# Start of Records to process
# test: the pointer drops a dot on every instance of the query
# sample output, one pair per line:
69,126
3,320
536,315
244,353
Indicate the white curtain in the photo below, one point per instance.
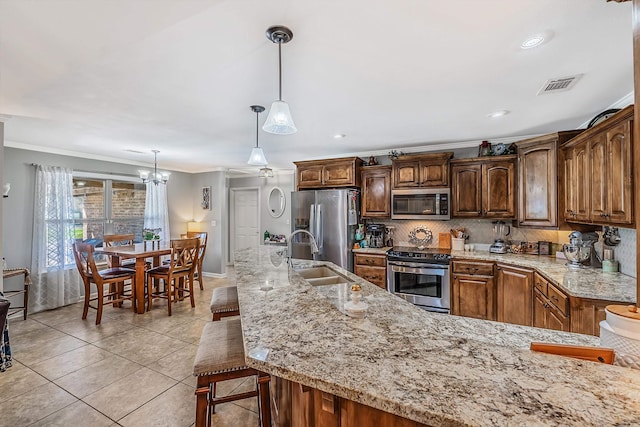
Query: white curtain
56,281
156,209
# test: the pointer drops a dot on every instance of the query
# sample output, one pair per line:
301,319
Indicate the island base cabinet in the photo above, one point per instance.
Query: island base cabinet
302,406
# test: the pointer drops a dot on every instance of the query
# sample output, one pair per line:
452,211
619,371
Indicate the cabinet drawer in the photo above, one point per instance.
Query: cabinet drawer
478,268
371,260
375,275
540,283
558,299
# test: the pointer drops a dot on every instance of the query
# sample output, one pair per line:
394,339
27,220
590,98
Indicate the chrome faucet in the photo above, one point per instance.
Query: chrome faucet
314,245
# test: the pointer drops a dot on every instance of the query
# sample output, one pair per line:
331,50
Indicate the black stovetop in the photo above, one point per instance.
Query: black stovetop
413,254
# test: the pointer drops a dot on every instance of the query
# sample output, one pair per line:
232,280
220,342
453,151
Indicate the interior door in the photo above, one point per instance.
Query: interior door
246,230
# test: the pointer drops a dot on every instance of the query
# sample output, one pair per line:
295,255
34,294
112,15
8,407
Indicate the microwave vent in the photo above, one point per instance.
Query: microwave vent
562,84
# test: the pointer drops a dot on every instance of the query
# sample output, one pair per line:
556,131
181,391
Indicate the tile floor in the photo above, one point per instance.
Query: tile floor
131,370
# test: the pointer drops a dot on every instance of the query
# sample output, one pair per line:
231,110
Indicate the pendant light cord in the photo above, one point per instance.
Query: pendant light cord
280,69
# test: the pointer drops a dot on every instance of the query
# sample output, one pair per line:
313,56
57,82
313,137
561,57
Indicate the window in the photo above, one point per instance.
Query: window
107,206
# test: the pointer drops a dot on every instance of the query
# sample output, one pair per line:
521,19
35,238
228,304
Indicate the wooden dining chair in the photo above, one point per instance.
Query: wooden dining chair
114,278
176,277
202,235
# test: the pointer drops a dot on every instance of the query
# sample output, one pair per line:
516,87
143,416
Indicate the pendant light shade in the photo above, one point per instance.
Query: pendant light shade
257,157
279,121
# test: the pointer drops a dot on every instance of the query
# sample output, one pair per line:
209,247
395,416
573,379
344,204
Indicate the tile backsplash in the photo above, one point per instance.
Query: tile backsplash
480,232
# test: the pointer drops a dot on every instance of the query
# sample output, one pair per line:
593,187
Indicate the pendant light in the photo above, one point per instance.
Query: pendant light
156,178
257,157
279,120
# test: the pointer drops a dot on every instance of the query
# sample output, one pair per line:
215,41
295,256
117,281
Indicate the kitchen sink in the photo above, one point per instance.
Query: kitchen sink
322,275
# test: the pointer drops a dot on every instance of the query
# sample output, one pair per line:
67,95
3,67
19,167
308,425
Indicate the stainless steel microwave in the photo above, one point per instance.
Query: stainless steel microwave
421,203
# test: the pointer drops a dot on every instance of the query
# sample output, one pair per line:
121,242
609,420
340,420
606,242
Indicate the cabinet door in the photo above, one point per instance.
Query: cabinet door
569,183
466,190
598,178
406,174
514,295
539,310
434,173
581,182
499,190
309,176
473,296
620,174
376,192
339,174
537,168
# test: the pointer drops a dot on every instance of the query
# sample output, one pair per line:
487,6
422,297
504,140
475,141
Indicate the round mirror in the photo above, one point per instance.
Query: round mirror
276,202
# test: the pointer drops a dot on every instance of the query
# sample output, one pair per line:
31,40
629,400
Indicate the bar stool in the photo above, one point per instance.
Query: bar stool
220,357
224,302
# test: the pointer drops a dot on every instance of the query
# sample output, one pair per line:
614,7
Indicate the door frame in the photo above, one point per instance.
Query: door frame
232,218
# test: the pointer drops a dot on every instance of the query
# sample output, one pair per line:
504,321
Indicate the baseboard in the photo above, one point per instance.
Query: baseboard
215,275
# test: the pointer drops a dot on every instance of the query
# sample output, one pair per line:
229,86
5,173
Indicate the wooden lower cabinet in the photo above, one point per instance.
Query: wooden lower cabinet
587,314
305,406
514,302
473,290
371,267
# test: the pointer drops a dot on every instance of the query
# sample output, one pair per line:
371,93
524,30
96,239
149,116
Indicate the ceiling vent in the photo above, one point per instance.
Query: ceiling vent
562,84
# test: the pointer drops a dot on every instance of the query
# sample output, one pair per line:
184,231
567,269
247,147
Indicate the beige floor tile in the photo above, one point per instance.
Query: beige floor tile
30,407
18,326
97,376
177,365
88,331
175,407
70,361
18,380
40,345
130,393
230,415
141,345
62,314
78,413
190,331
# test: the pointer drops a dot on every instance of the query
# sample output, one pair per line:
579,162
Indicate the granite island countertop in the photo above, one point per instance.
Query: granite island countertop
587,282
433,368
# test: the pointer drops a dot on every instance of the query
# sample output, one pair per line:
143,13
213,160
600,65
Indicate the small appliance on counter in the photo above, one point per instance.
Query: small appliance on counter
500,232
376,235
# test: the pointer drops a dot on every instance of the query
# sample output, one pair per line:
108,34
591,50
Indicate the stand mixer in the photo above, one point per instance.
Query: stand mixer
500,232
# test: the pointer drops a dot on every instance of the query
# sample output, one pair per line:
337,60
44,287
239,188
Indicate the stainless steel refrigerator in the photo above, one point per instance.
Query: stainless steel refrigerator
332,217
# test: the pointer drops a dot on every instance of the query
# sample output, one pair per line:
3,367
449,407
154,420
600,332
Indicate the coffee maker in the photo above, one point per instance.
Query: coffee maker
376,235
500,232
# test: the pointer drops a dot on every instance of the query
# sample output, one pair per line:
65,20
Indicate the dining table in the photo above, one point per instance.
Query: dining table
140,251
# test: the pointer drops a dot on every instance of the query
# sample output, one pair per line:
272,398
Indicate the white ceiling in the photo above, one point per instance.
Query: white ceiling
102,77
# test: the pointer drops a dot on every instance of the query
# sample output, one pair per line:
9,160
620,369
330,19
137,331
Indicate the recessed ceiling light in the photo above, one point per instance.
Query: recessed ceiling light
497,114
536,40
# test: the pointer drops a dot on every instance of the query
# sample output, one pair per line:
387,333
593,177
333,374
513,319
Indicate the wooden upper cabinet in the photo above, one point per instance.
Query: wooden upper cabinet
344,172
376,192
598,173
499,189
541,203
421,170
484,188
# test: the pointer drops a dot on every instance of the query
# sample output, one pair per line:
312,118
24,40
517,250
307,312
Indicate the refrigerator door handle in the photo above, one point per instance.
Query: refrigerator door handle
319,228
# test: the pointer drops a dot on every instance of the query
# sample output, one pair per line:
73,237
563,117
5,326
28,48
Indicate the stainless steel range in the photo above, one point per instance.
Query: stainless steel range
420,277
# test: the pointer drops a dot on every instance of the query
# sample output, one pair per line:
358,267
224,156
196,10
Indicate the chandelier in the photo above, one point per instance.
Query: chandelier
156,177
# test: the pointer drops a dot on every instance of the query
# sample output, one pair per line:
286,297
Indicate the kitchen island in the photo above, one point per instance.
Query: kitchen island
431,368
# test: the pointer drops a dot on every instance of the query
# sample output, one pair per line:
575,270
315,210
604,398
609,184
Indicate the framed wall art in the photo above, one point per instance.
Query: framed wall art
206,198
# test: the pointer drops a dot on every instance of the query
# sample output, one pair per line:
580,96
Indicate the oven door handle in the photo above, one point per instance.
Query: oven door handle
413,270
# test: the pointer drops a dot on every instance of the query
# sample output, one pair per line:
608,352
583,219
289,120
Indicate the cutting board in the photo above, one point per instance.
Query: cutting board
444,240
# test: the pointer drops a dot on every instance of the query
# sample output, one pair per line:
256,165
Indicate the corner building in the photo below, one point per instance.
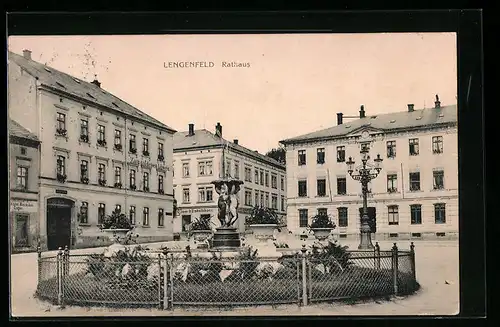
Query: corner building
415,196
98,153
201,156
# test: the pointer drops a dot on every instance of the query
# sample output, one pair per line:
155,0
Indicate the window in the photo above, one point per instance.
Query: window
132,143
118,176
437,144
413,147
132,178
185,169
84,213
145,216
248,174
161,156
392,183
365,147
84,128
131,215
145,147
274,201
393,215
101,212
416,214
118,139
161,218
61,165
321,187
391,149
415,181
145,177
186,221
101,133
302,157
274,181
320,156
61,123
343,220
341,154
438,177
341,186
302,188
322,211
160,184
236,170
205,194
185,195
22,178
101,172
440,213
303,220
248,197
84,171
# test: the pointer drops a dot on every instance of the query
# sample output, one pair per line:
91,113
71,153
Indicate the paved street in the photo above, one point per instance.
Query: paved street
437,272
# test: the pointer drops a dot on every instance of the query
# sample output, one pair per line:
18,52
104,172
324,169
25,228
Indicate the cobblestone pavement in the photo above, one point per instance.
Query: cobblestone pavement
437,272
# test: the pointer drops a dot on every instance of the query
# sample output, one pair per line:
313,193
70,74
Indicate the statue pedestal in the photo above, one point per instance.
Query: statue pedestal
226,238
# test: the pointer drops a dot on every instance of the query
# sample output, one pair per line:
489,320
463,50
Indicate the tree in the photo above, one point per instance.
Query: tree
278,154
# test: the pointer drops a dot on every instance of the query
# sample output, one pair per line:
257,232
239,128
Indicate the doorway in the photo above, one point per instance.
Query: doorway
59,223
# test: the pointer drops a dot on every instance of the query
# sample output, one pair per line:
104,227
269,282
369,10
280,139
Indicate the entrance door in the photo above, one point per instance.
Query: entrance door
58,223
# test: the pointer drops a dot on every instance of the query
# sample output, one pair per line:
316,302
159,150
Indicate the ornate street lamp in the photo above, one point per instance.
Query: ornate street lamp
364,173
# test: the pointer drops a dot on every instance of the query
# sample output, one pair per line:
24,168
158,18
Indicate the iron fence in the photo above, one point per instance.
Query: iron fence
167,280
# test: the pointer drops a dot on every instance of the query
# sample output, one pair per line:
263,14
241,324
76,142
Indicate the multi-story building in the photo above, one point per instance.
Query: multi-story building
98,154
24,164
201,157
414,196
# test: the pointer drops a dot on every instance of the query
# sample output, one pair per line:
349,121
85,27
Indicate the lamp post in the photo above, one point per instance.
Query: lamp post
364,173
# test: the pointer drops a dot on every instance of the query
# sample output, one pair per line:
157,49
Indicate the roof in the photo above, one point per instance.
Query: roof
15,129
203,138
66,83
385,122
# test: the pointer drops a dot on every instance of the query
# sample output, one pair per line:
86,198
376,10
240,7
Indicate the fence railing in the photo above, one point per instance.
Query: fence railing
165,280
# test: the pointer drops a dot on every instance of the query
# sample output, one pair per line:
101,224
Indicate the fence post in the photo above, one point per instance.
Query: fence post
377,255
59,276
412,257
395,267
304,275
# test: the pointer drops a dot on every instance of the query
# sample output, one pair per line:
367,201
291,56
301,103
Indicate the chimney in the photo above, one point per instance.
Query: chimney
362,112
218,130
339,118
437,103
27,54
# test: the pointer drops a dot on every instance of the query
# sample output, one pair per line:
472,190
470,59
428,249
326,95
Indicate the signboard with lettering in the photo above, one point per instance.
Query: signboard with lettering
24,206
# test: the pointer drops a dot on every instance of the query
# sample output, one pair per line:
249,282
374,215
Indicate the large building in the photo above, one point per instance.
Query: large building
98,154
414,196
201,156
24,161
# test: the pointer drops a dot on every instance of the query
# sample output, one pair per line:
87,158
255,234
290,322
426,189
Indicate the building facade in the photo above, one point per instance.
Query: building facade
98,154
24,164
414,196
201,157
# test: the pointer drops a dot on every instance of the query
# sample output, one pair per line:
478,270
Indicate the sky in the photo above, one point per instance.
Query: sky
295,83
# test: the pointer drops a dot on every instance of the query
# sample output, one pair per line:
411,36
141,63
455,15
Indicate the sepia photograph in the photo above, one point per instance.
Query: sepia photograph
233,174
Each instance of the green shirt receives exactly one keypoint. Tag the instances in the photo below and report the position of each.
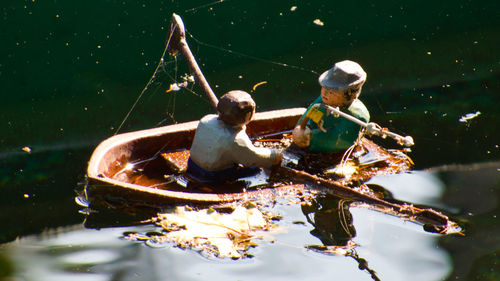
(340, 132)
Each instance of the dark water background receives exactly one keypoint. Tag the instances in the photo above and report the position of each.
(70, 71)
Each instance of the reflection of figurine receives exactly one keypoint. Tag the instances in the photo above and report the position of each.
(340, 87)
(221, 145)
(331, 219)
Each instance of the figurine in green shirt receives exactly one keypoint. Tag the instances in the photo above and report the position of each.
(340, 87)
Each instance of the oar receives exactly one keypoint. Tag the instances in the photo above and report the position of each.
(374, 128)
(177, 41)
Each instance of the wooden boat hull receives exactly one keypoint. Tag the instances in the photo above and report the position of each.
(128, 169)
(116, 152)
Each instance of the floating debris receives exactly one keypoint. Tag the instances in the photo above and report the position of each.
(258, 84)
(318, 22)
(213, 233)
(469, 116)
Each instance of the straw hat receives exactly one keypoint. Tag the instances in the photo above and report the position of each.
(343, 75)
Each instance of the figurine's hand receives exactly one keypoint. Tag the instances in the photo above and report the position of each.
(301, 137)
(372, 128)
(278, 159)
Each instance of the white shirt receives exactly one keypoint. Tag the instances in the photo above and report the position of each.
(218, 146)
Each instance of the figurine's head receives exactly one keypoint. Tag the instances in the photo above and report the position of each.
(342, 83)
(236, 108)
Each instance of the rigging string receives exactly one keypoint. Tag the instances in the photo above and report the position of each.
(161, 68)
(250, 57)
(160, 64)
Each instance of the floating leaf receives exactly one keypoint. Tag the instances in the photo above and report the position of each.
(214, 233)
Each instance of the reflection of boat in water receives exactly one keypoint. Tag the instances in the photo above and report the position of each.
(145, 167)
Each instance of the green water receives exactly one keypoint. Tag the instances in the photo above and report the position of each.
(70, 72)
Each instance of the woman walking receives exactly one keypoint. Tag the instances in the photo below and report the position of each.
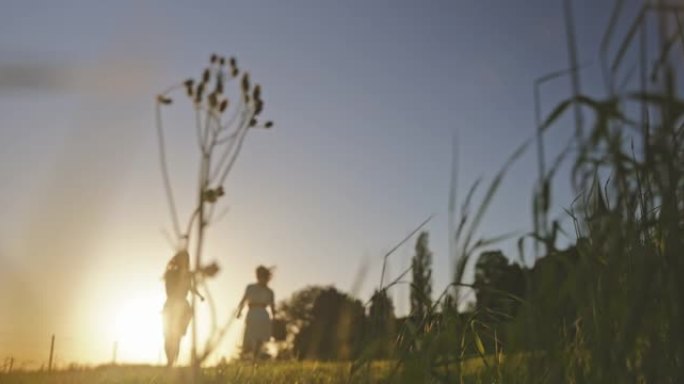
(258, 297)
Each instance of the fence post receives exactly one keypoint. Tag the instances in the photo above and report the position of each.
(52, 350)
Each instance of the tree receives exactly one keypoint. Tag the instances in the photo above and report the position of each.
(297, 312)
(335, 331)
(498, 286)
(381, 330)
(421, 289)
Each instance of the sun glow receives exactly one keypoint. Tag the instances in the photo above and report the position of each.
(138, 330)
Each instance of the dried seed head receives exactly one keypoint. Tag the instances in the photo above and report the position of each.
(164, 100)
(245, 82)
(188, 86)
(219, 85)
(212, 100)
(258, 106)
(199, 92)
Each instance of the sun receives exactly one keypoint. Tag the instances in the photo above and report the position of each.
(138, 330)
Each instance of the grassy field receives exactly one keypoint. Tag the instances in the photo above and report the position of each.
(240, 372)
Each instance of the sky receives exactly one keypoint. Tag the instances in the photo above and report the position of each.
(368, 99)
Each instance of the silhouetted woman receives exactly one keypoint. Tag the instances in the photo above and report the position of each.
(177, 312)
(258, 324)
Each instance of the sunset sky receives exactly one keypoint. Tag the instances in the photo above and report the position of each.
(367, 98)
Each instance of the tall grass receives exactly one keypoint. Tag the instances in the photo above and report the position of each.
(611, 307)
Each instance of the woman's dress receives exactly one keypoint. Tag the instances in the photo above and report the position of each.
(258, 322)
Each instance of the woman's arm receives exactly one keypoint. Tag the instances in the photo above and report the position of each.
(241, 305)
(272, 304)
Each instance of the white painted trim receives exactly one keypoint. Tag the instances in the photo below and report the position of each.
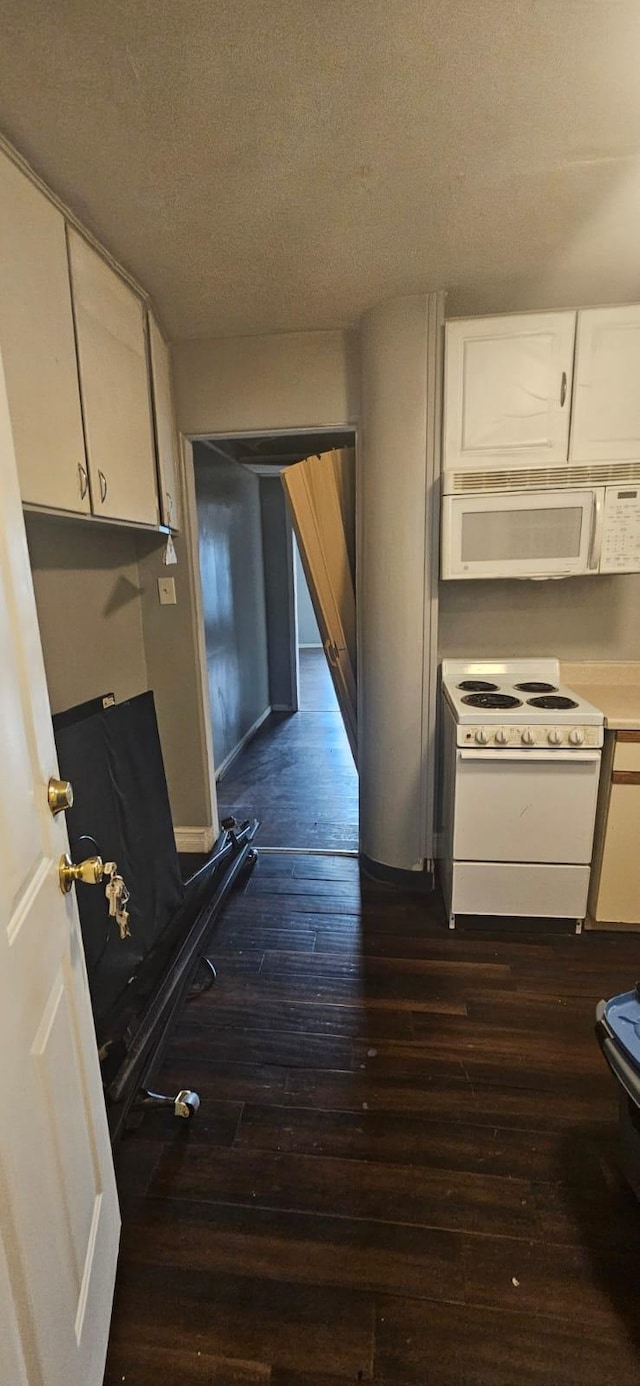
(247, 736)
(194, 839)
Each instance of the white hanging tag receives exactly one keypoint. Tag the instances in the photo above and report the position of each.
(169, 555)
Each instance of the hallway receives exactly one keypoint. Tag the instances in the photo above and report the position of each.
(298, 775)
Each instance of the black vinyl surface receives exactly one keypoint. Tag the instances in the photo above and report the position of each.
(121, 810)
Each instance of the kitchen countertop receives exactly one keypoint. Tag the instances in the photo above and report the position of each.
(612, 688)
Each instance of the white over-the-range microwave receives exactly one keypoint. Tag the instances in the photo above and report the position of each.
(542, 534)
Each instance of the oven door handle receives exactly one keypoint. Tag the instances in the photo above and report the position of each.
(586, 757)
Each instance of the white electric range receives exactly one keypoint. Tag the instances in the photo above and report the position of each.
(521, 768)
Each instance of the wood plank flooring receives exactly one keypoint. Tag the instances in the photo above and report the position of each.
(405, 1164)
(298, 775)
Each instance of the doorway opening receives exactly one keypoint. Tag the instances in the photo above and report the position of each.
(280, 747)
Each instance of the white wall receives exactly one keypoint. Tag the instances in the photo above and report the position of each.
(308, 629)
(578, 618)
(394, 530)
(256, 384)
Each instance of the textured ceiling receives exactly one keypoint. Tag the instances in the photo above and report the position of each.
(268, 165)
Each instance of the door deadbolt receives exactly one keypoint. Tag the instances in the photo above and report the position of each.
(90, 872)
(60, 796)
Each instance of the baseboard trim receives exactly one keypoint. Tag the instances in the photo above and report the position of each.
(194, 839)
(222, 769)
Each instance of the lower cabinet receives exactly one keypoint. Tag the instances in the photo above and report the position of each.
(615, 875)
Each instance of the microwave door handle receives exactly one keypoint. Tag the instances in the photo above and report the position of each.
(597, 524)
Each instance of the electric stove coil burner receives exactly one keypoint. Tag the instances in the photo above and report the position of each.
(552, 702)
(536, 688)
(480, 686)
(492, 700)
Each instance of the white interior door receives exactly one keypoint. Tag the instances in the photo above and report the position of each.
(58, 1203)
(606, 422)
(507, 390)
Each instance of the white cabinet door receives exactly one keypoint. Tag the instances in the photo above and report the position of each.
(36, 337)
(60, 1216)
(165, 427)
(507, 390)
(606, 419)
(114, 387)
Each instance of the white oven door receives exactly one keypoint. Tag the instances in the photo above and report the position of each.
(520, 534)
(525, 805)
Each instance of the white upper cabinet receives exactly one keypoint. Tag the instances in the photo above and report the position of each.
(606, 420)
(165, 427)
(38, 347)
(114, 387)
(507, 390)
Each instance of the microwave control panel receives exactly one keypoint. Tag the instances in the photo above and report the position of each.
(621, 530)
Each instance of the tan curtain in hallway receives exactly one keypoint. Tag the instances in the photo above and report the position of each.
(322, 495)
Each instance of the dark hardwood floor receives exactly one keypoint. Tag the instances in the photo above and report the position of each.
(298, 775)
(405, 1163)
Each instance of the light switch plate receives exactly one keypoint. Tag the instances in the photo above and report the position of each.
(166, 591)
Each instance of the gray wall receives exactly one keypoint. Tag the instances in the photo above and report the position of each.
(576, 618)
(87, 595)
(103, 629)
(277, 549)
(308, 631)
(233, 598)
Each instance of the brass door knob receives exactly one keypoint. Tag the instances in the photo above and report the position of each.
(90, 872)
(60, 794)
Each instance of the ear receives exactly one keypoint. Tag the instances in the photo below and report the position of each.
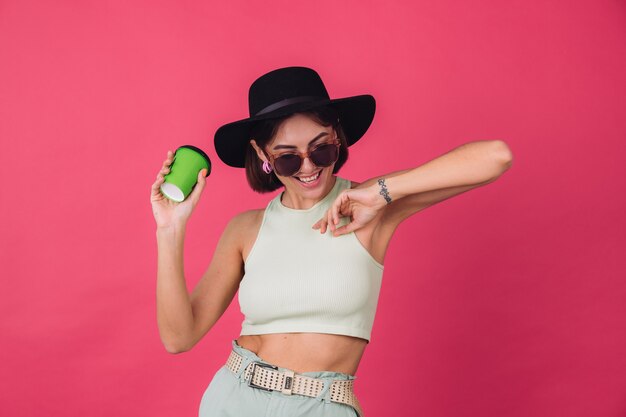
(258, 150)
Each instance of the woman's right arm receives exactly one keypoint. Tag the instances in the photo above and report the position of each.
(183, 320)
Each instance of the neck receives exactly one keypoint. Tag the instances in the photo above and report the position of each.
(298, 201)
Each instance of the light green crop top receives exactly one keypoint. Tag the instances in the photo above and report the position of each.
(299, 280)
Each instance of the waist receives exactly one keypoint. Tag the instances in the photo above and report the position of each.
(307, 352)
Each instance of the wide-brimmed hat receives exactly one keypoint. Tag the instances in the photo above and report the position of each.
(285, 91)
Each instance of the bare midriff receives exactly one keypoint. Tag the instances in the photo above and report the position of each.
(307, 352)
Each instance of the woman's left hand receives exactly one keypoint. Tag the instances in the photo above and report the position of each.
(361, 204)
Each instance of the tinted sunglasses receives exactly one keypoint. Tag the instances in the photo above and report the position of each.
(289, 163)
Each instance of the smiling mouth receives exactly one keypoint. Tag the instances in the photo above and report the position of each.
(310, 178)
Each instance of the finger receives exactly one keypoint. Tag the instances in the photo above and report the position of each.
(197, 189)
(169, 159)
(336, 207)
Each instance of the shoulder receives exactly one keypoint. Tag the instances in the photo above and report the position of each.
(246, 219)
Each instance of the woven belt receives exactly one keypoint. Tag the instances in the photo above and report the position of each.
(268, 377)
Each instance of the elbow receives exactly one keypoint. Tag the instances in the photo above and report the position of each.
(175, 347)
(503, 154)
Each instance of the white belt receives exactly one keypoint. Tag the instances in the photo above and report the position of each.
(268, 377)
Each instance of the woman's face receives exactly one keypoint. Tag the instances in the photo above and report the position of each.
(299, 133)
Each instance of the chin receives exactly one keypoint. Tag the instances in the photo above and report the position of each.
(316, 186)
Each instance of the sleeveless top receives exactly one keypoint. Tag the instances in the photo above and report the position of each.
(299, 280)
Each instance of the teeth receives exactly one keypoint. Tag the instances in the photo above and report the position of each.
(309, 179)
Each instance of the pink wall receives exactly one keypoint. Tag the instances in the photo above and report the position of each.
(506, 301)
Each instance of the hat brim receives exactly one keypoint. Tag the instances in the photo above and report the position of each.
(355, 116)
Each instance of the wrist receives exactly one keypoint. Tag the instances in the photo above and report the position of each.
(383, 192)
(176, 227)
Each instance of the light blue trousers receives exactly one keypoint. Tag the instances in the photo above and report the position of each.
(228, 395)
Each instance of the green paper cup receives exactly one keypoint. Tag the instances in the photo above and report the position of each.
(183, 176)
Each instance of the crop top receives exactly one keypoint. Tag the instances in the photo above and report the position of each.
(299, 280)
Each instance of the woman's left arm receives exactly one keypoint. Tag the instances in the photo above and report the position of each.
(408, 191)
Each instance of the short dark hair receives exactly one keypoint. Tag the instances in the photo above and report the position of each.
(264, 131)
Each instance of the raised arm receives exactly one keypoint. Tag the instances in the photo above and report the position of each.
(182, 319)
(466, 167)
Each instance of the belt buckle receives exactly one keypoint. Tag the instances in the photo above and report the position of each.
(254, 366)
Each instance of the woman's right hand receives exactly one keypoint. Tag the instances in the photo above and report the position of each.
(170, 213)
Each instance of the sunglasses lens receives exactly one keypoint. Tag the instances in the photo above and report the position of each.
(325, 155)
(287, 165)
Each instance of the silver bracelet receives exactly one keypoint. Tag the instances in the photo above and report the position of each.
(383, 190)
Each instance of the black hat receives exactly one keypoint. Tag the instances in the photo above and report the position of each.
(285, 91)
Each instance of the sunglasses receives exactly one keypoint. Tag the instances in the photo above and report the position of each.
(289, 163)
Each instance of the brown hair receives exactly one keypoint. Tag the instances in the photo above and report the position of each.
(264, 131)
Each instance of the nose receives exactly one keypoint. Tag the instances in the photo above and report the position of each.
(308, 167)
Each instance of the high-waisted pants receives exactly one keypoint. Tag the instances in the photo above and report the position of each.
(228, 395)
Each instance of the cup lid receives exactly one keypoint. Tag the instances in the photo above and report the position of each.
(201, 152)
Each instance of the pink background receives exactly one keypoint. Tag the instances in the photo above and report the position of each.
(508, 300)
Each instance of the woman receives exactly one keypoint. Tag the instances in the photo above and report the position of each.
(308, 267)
# End of Records to process
▶ Task objective
Render the stretch of the records from the line containing "Each instance of the woman's right hand" through the end of the records as a numbered list, with blank lines omitted.

▶ In response
1. Each instance of the woman's right hand receives exactly one keypoint. Tag the instances in the photo above and report the position of each.
2. (170, 213)
3. Each instance of the sunglasses lens receives exactly one keypoint. Tag the instances in the photo above and report the position of each.
4. (325, 155)
5. (287, 165)
6. Each instance of the silver bracelet receives exactly one keypoint. Tag the instances in the photo above and report the position of each.
7. (383, 190)
8. Each instance of the black hat receives exactly one keypoint. Tag the instances in the photo above and report the position of each.
9. (285, 91)
10. Each instance of the sunglasses receives exactly one keypoint. Tag the instances in the photo above and report the position of each.
11. (289, 163)
12. Each instance of the brown hair receives exactly one keypoint. Tag the instances in the photo above and report the position of each.
13. (264, 131)
14. Each instance of the nose receives exactly one keypoint. Tag the instances in the photo above and report the position of each.
15. (308, 167)
16. Each instance of the high-waisted pants receives exactly one keypoint. Tag the instances in the photo above and report the position of each.
17. (228, 395)
18. Each instance of the cup lid receives exactly one keypoint. Tag the instances in the photo above and report the position of each.
19. (201, 152)
20. Each instance of the pink background receives exactly one keypoint. Tag the instances in the photo above and report the position of each.
21. (508, 300)
22. Each instance of the woman receives exactly one keypoint. Tag the instances in the photo above and report the position of each.
23. (308, 267)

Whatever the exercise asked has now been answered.